* [TASK ITEM]:
Retype the data in its entirety, with no word changed.

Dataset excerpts
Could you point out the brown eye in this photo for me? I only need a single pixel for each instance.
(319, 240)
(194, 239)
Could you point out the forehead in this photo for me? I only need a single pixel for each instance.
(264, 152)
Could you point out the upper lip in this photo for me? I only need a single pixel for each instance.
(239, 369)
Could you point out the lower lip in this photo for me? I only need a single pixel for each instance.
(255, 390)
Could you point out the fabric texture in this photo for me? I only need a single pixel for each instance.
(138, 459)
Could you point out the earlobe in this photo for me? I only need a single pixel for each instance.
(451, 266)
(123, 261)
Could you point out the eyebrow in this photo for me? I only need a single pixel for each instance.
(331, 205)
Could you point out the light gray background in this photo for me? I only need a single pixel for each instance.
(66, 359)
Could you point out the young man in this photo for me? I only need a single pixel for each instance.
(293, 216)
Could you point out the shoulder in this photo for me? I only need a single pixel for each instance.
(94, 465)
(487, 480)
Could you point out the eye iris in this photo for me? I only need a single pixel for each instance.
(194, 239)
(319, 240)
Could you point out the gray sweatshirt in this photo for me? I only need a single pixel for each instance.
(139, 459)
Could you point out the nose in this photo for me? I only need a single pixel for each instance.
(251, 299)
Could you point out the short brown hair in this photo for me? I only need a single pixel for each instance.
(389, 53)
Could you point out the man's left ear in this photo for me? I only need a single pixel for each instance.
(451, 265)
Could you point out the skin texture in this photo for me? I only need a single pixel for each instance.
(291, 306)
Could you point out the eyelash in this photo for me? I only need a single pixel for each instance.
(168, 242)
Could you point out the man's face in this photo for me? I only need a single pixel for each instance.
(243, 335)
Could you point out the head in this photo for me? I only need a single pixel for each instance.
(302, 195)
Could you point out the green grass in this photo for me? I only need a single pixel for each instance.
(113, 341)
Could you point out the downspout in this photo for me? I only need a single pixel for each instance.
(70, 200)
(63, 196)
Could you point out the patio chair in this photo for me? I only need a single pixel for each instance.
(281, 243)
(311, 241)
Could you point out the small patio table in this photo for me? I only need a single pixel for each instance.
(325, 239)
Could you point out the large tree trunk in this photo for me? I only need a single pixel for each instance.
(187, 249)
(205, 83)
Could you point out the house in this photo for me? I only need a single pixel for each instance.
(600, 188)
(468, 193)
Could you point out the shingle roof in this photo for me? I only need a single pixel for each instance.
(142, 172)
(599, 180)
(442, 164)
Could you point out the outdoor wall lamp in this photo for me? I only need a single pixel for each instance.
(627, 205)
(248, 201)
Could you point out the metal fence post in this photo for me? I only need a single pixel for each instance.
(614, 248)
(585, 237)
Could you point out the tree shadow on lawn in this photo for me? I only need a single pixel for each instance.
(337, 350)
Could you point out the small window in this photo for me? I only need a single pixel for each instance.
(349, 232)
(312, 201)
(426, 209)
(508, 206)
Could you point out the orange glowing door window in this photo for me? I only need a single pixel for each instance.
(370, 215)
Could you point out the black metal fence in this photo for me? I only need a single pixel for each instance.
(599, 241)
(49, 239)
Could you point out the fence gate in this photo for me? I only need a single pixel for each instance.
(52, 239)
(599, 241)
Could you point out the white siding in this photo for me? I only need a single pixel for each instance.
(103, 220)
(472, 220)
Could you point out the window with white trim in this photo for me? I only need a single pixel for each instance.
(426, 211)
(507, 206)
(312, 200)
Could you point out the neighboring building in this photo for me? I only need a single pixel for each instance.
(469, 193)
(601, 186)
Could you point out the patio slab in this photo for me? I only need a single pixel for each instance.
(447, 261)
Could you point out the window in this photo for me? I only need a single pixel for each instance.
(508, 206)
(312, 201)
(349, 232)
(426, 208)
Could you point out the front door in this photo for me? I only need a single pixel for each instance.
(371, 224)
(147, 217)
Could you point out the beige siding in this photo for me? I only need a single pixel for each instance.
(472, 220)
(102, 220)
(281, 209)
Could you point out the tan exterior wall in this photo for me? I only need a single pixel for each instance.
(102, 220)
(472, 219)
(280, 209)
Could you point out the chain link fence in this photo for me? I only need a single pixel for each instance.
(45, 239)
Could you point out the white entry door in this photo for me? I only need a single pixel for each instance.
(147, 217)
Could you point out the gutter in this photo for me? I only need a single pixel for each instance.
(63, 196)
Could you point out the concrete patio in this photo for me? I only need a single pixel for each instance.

* [WRITTEN SOLUTION]:
Could you point out the brown eye in this photo for me? I only need a single pixel for each instance.
(319, 240)
(194, 239)
Could you point out the forehead in this photo for me? I only need a single pixel for each instance.
(264, 152)
Could you point out the upper lip in this photo for me? I only need a single pixel for each instance.
(239, 369)
Could you point out the lower lip in this photo for me? I only need a single pixel for each instance.
(255, 390)
Could you point out the fabric texture in this photo for me? I only need a single pixel for each instance.
(138, 459)
Could you point out the earlobe in this photo for me? I only need a single pixel for each instance.
(451, 266)
(123, 261)
Could you point out the eyebrow in this photo for me? I only need a single pixel for each instance.
(331, 205)
Could you point out the light gray background in this photo for me? I only need a single pixel for each instance.
(66, 359)
Could you point out the young man in this photo for me? I only need a single pixel for each instance.
(293, 216)
Could you point out the shoulder in this photo for me? I only need a single pixel for each instance.
(94, 465)
(487, 480)
Could you point out the eye iris in this photo for me? I only need a single pixel for each instance.
(194, 239)
(319, 240)
Could you point out the gray sweatshirt in this photo for me? I only need a single pixel for each instance.
(139, 459)
Could you point out the nose in this photo for me? I only need a single pixel for each instance.
(251, 299)
Could you point out the short brown hair in this photo for me? I only need a single pixel for each instance.
(389, 53)
Could you point out the man's left ear in this photo for me? I only need a single pixel for each instance.
(451, 265)
Could you point out the skin texture in this photo for me? I only need a single pixel for each instance.
(291, 306)
Could you point out the eyelash in this photo for me? I only need a single pixel for each instance.
(168, 242)
Could you point out the man's face in this photo for me? I only need a single pixel for each instance.
(243, 335)
Could you point out the head in this photo for me? I only need a single pixel for each instance.
(302, 195)
Could you point out the green grass in this photo for me? I only need a single pixel for each instance.
(113, 341)
Could you point out the downspout in this photo for me? I only need a single pixel for each instance.
(70, 200)
(63, 196)
Could you point out the patio chair in this photo for me? I only need a single pixel for each instance.
(281, 243)
(311, 241)
Could you point out the small patio table in this photo for me? I only need a single pixel for each instance.
(325, 239)
Could you point out the large tree trunk in this photo for me? I only need a single pixel for each instance.
(187, 249)
(205, 83)
Could you point out the house in this photo for me? I only need a single pixel for each instance.
(600, 188)
(468, 193)
Could you point out the shingle roof in this photo for me? I only need a single pixel for each instance.
(142, 172)
(599, 180)
(442, 164)
Could you point out the outdoor wall lamp in this photo for me? I only need a single pixel for each instance.
(627, 205)
(248, 201)
Could you point out the metal fence post in this photo for me? I only need a single pixel for each instance.
(614, 248)
(585, 237)
Could you point out the tree shadow on lawn in this photo for me? I only need a single pixel for each instance.
(337, 350)
Could you point out the small window in this photo for me? I only need a single pixel for each instance.
(349, 232)
(312, 201)
(426, 209)
(508, 206)
Could you point out the orange glowing door window in this photo for me? I only need a single pixel for each instance.
(370, 215)
Could you point out the black metal fence in this photo for me? I only need a single pixel for each instance.
(599, 241)
(49, 239)
Could you point out the fence gate in this photo for me? I only need a single pixel for each instance.
(52, 239)
(599, 241)
Could you point out the white siding in this photo for me? I only need a single pixel for each instance.
(103, 220)
(472, 220)
Could you point out the window with white trim in this photo for me? I only need a single pixel for each instance.
(426, 211)
(507, 206)
(312, 200)
Could you point out the neighboring building in this photo for me? I only need a single pixel for each instance.
(469, 193)
(601, 186)
Could you point out the patio slab in this photo for me? I only need a single pixel for each instance.
(447, 261)
Could you point out the window in this photo for me? I only need a single pixel for each instance.
(508, 206)
(312, 201)
(349, 232)
(426, 208)
Could you point out the front door in this photo for me? I only need a single pixel for each instance.
(371, 224)
(147, 217)
Could you point out the beige siding in this photo for me? I only need a single pixel for each instance.
(472, 220)
(102, 220)
(281, 209)
Could you point out the tan exterior wall in this photo for me? I only need a single pixel for each instance.
(102, 220)
(472, 219)
(280, 209)
Could you point out the chain link fence in this photo for me? I only need a single pixel for each instance.
(45, 239)
Could you point out the white entry door in this photo for me? I only need a single pixel for each instance.
(147, 217)
Could you point out the gutter in this photo for me? I only need a single pixel for each instance.
(63, 196)
Could you point out the concrete patio in this photo for me? I only need a single pixel for each instance.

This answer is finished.